#### Short exercise a:
Please list every issue that the press release below says Ms. Tauli-Corpuz will address during her visit to Australia.

#### Given passage:
- - - - -

UNSR Victoria Tauli-Corpuz

UN expert on the rights of indigenous peoples announces follow-up visit to Australia Print

acnudhGENEVA (14 March 2017) – The human rights situation of Aboriginal and Torres Strait Islander People in Australia is to be examined by the UN Special Rapporteur, Victoria Tauli-Corpuz, who will visit the country from 20 March to 3 April.

During her visit, Ms. Tauli-Corpuz will address a number of diverse issues including measures and policies adopted to reduce indigenous disadvantage, the administration of justice and detention conditions, land rights and native title, prevention of violence against women and the rate of children removed from their homes by officials.

The Special Rapporteur will also review the application of the Northern Territory Emergency Response (NTER) and its successor 'Stronger Futures' legislation.

Progress made in implementing recommendations made by the previous Special Rapporteur following his country visit to Australia in 2009 will also be studied.

The fifteen days visit is being held at the invitation of the Australian Government and the Special Rapporteur will meet federal and state level officials, as well as parliamentarians, Aboriginal and Torres Strait Islander Peoples and civil society organisations working for the rights of indigenous peoples. She will also visit indigenous communities to hear directly from them about their issues and concerns.

- - - - -

#### Dataset extract:
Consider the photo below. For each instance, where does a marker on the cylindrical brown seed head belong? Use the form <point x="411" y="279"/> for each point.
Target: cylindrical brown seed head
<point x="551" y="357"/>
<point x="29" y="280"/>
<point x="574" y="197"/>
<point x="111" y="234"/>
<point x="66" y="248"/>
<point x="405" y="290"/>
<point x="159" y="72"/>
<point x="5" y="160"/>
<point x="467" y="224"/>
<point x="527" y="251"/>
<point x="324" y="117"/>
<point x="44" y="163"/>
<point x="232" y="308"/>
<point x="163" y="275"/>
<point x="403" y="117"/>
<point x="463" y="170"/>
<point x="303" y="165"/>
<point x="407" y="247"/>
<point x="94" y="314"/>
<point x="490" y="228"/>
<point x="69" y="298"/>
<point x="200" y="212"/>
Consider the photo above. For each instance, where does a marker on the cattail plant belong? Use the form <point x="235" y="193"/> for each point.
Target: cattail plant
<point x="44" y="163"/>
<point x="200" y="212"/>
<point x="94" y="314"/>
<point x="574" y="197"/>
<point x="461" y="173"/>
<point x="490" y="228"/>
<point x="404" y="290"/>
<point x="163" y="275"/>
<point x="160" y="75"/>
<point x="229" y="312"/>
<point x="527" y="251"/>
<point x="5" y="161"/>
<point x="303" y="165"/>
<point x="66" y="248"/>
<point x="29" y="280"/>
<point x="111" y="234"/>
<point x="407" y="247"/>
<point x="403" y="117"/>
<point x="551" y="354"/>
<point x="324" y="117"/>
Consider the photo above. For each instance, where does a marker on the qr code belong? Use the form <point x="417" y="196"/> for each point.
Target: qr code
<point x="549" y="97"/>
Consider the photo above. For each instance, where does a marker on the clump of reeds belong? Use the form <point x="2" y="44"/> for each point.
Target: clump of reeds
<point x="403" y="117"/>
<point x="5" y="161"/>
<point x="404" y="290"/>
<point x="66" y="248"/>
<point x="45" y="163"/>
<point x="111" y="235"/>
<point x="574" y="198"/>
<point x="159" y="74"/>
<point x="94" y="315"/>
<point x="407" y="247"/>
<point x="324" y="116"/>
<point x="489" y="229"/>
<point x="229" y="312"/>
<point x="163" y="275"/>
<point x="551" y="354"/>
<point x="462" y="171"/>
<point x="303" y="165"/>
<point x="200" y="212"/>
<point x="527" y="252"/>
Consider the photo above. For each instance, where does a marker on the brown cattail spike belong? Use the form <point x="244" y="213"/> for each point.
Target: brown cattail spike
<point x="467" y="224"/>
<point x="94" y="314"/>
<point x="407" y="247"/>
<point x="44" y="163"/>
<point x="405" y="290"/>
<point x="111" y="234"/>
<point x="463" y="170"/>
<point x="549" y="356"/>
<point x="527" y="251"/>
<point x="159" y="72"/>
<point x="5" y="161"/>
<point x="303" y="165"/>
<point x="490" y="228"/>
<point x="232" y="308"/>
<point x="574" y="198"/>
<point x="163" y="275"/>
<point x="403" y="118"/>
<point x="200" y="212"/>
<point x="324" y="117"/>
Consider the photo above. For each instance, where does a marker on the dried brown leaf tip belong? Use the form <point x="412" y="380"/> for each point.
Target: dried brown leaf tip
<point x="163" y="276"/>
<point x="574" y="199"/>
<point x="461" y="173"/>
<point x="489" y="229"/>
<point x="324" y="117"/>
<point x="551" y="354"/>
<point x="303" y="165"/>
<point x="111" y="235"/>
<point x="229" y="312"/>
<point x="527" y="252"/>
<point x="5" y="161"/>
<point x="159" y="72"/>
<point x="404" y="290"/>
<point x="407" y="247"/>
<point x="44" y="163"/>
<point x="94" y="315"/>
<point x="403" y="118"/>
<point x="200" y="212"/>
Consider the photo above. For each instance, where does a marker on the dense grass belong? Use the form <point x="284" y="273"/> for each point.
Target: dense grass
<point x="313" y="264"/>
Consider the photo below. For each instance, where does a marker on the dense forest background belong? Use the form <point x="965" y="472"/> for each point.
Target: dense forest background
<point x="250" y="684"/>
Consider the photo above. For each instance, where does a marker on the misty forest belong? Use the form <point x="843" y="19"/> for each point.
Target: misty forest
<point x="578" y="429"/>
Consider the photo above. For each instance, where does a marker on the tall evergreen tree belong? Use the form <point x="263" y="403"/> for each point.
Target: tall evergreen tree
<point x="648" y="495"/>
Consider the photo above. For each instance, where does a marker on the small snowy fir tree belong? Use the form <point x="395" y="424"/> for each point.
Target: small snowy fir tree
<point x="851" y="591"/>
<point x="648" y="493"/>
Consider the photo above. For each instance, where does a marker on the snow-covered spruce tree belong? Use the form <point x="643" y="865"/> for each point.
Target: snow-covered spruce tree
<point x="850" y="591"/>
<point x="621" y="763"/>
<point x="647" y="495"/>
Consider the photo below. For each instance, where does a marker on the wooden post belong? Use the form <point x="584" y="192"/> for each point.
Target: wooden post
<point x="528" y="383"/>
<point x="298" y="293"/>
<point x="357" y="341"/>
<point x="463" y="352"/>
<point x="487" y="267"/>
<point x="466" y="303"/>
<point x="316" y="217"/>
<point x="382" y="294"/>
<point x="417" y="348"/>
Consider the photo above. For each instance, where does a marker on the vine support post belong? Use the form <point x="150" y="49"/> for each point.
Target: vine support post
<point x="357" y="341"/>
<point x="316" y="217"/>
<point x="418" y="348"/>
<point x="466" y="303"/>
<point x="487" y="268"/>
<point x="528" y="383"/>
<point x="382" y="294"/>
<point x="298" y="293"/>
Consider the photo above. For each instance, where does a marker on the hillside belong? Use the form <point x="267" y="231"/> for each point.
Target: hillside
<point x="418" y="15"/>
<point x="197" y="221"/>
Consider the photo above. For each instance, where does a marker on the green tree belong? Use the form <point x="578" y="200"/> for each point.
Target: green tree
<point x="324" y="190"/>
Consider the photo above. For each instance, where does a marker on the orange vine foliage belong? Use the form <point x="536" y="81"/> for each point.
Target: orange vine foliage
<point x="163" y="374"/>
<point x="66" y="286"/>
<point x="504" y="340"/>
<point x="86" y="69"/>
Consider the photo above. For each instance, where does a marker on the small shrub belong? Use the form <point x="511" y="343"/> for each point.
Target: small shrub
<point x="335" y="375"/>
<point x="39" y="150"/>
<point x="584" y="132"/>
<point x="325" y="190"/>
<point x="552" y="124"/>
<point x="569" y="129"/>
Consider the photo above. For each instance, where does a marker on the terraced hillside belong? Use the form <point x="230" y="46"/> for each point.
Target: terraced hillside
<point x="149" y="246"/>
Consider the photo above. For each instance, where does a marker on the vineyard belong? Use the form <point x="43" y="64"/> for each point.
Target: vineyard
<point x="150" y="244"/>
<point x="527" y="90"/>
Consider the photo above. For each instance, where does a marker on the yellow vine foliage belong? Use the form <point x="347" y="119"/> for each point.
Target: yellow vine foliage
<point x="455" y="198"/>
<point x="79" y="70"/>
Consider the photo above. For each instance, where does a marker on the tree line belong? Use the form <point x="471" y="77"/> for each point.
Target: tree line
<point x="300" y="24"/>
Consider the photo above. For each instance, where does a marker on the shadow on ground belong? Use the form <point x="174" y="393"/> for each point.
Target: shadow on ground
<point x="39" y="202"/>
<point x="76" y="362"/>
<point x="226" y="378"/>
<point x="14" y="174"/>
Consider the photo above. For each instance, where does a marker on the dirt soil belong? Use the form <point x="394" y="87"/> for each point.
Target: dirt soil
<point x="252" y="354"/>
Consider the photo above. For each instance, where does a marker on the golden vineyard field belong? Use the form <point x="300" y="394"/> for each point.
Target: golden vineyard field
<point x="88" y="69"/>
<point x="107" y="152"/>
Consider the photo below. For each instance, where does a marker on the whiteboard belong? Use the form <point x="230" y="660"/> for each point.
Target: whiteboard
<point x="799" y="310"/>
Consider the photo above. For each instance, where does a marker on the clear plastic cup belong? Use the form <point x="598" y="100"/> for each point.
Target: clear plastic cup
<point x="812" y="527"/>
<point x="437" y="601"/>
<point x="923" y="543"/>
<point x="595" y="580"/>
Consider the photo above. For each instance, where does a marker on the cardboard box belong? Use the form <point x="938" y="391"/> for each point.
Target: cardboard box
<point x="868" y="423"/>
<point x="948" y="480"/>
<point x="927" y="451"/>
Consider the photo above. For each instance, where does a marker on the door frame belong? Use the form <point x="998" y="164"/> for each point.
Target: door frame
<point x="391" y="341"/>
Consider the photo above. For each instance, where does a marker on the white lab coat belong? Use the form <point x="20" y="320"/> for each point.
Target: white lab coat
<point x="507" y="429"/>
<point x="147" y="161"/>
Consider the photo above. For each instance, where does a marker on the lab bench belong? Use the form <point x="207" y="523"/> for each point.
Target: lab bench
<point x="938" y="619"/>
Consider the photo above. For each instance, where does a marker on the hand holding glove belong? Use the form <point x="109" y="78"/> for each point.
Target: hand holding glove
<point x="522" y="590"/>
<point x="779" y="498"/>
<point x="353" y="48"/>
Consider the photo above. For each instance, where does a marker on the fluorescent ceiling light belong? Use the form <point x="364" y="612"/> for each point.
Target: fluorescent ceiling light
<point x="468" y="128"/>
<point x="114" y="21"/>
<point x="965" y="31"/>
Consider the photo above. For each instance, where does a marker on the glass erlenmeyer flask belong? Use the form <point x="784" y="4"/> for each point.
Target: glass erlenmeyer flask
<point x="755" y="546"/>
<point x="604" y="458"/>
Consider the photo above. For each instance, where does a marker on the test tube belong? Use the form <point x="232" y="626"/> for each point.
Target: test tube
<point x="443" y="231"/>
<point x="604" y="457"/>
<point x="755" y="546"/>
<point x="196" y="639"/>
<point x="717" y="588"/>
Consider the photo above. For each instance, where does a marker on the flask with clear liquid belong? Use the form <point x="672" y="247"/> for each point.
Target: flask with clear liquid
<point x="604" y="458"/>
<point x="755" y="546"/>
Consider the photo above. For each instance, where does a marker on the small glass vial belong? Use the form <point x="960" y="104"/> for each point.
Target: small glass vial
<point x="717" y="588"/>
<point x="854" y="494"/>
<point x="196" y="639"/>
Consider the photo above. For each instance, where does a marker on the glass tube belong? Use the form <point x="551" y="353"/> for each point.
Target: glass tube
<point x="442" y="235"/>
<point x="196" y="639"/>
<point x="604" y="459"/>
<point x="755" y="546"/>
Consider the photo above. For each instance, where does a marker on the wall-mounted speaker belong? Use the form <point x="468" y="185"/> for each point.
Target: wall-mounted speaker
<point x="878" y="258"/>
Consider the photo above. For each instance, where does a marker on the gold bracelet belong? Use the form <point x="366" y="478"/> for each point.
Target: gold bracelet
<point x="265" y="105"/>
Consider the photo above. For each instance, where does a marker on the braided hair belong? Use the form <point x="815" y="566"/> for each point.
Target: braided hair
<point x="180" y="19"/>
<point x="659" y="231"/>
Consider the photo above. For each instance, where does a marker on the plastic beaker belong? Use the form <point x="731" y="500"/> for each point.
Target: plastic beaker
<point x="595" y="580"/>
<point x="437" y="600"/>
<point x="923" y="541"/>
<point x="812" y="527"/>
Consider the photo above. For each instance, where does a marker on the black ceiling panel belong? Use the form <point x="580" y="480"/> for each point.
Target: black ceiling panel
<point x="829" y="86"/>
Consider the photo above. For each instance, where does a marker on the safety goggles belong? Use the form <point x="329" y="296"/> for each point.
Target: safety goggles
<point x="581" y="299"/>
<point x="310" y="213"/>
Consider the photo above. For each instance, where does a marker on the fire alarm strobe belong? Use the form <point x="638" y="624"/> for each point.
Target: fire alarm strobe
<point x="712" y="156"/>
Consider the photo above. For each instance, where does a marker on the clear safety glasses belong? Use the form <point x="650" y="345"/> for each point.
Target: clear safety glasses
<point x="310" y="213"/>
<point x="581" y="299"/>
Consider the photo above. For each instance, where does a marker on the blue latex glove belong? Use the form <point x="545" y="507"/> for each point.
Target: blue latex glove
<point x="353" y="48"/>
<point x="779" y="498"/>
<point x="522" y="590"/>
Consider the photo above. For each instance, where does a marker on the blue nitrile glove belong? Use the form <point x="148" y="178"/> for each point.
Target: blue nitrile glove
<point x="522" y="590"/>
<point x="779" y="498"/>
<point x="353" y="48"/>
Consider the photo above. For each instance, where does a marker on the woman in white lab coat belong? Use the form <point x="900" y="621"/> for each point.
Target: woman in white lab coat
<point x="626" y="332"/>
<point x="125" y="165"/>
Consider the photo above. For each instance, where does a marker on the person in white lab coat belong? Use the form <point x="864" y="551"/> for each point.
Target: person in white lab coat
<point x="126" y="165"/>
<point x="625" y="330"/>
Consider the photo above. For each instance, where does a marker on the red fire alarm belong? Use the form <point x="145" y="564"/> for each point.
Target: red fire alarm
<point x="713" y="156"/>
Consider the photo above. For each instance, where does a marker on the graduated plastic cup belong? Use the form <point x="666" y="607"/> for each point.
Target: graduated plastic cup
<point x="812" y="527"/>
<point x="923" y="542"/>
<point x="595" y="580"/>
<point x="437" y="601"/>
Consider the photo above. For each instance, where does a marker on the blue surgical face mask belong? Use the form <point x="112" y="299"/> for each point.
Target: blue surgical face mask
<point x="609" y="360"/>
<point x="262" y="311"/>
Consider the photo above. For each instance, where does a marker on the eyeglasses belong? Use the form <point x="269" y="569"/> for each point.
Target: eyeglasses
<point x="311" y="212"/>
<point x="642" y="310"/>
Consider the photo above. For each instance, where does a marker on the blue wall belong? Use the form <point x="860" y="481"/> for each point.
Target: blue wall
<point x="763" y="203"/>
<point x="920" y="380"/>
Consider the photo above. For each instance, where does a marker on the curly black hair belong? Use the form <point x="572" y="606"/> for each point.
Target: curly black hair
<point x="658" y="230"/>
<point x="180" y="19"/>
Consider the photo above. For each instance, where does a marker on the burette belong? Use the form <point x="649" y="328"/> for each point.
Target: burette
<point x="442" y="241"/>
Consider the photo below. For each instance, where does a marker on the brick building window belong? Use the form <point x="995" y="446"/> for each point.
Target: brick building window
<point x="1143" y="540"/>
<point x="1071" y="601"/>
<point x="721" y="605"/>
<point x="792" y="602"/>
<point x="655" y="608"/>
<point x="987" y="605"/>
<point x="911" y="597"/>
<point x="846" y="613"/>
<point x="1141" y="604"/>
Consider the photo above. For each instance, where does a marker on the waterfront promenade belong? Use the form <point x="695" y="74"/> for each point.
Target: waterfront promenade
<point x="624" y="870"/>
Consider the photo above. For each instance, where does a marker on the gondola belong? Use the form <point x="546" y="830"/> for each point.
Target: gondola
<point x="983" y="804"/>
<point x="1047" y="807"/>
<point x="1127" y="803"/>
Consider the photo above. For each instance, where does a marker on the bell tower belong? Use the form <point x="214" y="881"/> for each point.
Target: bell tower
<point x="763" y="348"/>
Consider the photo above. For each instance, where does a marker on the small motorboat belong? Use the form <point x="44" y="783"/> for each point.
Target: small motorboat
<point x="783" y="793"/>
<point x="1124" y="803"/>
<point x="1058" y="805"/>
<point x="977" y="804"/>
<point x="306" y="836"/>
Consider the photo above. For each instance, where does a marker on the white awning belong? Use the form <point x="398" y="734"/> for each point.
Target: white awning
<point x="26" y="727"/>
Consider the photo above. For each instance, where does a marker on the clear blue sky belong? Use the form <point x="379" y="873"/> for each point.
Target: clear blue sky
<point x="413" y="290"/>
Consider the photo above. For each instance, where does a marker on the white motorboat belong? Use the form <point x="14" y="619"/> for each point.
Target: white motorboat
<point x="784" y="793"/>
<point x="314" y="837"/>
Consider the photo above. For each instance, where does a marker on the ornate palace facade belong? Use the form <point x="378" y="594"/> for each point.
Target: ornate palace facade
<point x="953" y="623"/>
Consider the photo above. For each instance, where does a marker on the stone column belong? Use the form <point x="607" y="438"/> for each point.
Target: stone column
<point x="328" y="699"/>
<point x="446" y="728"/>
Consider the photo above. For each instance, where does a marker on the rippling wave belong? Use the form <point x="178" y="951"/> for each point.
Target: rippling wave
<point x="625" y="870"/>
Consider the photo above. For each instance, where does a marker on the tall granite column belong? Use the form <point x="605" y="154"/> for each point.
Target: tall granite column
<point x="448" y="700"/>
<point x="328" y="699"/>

- - - - -

#### Short exercise b:
Rescale the listing lines starting at the line that contains "the tall granite" and ending at the last line of the listing, writing out only those lines, requests included. Multiply each point coordinate in the answers by 1.6 and round to a whole number, halves up, while keeping the numbers in the requests unchanged.

#### Finished answer a:
- Measures and policies adopted to reduce indigenous disadvantage
- The administration of justice and detention conditions
- Land rights and native title
- Prevention of violence against women
- The rate of children removed from their homes by officials

#### Finished answer b:
Consider the photo above. For each instance, where does a marker on the tall granite column belong? Use the form <point x="605" y="154"/> for each point.
Target: tall granite column
<point x="717" y="1120"/>
<point x="525" y="1118"/>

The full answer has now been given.